(Instructions to follow)
Skip the pictures and copy all the data that follows exactly.

*** Opening of Excerpted data ***

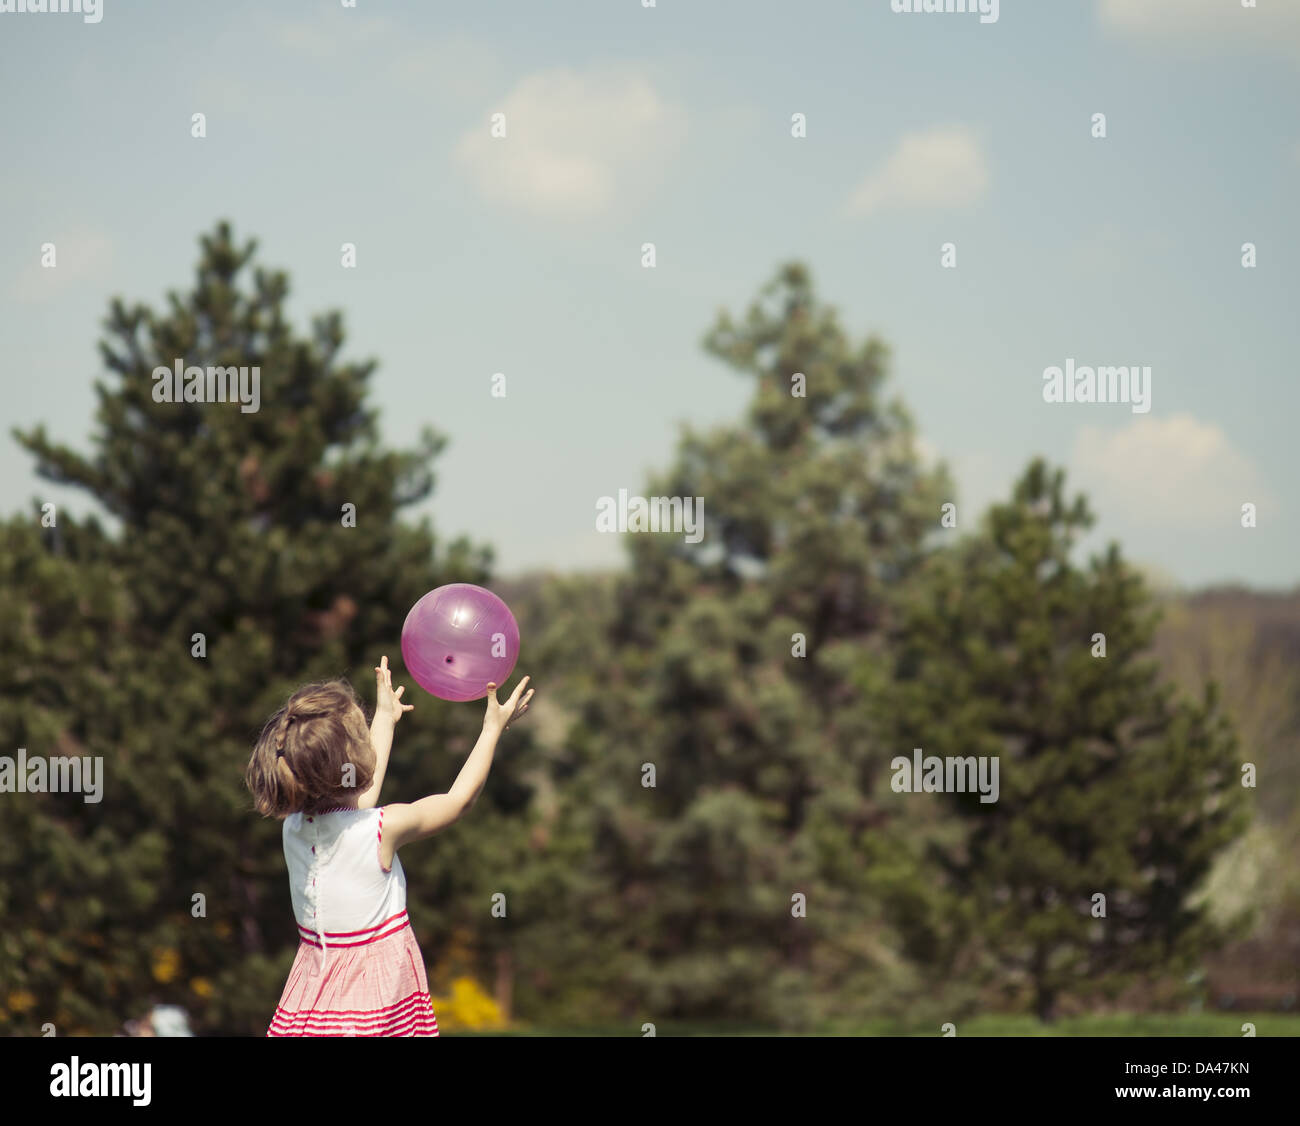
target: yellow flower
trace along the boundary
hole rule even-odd
[[[200,997],[212,996],[212,982],[210,982],[206,977],[196,977],[190,982],[190,988]]]
[[[175,950],[155,950],[153,952],[153,976],[155,981],[168,982],[176,976],[181,967],[181,957]]]
[[[16,989],[6,998],[5,1004],[9,1006],[10,1012],[25,1013],[36,1007],[36,998],[26,989]]]
[[[450,997],[435,997],[438,1027],[500,1028],[505,1024],[501,1007],[472,977],[458,977],[451,983]]]

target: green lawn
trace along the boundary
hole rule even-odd
[[[1074,1017],[1045,1025],[1031,1016],[972,1017],[957,1023],[958,1036],[1241,1036],[1243,1024],[1257,1036],[1300,1036],[1300,1014],[1284,1013],[1117,1013]],[[679,1024],[666,1021],[659,1036],[783,1036],[775,1029],[752,1026]],[[590,1028],[520,1025],[507,1032],[448,1029],[448,1036],[640,1036],[640,1024]],[[827,1027],[820,1036],[938,1036],[939,1028],[907,1027],[887,1021]]]

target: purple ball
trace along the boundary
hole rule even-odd
[[[451,583],[431,590],[406,615],[402,660],[426,692],[440,700],[482,700],[519,659],[519,624],[490,590]]]
[[[452,583],[430,590],[407,614],[402,661],[439,700],[482,700],[487,681],[506,683],[519,659],[519,623],[482,586]]]

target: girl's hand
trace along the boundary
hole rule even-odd
[[[381,657],[379,667],[375,669],[375,715],[387,716],[396,723],[404,712],[414,711],[414,704],[402,703],[405,691],[405,685],[393,691],[393,674],[388,668],[388,658]]]
[[[524,685],[528,683],[528,679],[528,677],[524,677],[524,679],[515,686],[515,690],[511,694],[510,699],[508,699],[504,704],[497,702],[496,681],[488,681],[487,714],[483,717],[483,727],[485,729],[500,734],[509,727],[514,720],[518,719],[528,710],[528,701],[533,698],[533,690],[530,688],[527,696],[524,696],[522,700],[519,698],[523,693]]]

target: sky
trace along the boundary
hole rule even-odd
[[[1297,584],[1300,3],[647,4],[0,0],[0,511],[88,510],[11,428],[86,449],[110,299],[164,307],[229,219],[379,362],[386,442],[449,437],[417,511],[498,574],[621,564],[599,498],[739,420],[701,339],[797,259],[889,344],[959,527],[1042,455],[1086,548]],[[1149,409],[1046,402],[1067,362],[1149,367]]]

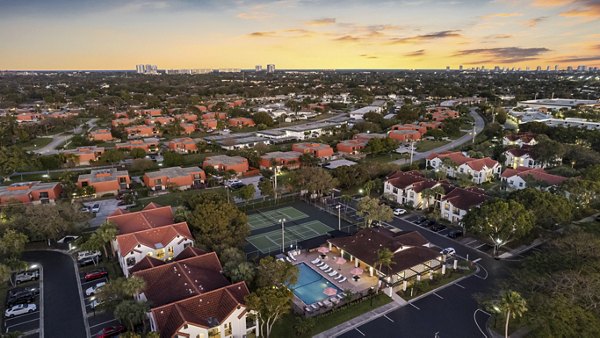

*** Close of Excerpted data ***

(Answer)
target: yellow flower
trace along the boundary
hole rule even-odd
[[[200,997],[212,996],[212,982],[210,982],[206,977],[196,977],[190,982],[190,988]]]
[[[175,950],[155,950],[153,952],[153,976],[155,981],[168,982],[176,976],[181,967],[181,957]]]
[[[16,989],[6,998],[5,1004],[9,1006],[10,1012],[25,1013],[36,1007],[36,998],[26,989]]]
[[[450,997],[435,997],[438,1027],[500,1028],[505,1024],[501,1007],[472,977],[458,977],[451,983]]]

target: green lawn
trace along the boundary
hole rule even-odd
[[[1074,1017],[1045,1025],[1031,1016],[972,1017],[957,1023],[958,1036],[1241,1036],[1243,1024],[1257,1036],[1300,1036],[1300,1014],[1284,1013],[1117,1013]],[[679,1024],[666,1021],[659,1036],[783,1036],[775,1029],[752,1026]],[[590,1028],[520,1025],[507,1032],[448,1029],[448,1036],[640,1036],[640,1024]],[[827,1027],[820,1036],[938,1036],[939,1028],[907,1027],[887,1021]]]

target: purple ball
trace along the boundary
hole rule even-odd
[[[451,583],[431,590],[406,615],[402,660],[426,692],[440,700],[482,700],[519,659],[519,624],[490,590]]]
[[[452,583],[430,590],[407,614],[402,661],[439,700],[482,700],[487,681],[506,683],[519,659],[519,623],[482,586]]]

target: girl's hand
trace along the boundary
hole rule even-odd
[[[381,657],[379,667],[375,669],[375,715],[387,716],[396,723],[404,712],[414,711],[414,704],[402,703],[405,691],[405,685],[393,691],[393,674],[388,668],[388,658]]]
[[[524,685],[528,683],[528,679],[528,677],[524,677],[524,679],[515,686],[515,690],[511,694],[510,699],[508,699],[504,704],[497,702],[496,681],[488,681],[487,714],[483,717],[483,727],[485,729],[500,734],[509,727],[514,720],[518,719],[528,710],[528,701],[533,698],[533,690],[530,688],[527,696],[524,696],[522,700],[519,698],[523,693]]]

target: sky
trace along the boundary
hole rule even-odd
[[[1297,584],[1300,3],[647,4],[0,0],[0,511],[88,510],[11,428],[86,449],[110,299],[164,307],[229,219],[379,362],[386,442],[449,437],[417,511],[498,574],[621,564],[599,498],[739,420],[701,339],[797,259],[889,344],[959,527],[1042,455],[1086,548]],[[1149,409],[1046,402],[1067,362],[1149,367]]]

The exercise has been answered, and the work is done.